[Short problem]
Rewrite the data below with "leafy greens" swapped for "salad greens", leaving everything else unchanged.

□ □ □ □ □ □ □

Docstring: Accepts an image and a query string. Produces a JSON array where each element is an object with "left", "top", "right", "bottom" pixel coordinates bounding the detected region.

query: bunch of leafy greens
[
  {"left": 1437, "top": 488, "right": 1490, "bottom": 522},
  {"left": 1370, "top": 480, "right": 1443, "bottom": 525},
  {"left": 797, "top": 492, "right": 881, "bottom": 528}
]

□ □ □ □ □ □ □

[Output for this task]
Docstring: Accepts an image and a query string. Produces a JSON array where each element is an object with "left", "top", "right", "bottom" pixel coordinates bounding the detected region.

query: bunch of salad greens
[
  {"left": 1437, "top": 488, "right": 1490, "bottom": 522},
  {"left": 1370, "top": 480, "right": 1443, "bottom": 525},
  {"left": 797, "top": 492, "right": 881, "bottom": 528}
]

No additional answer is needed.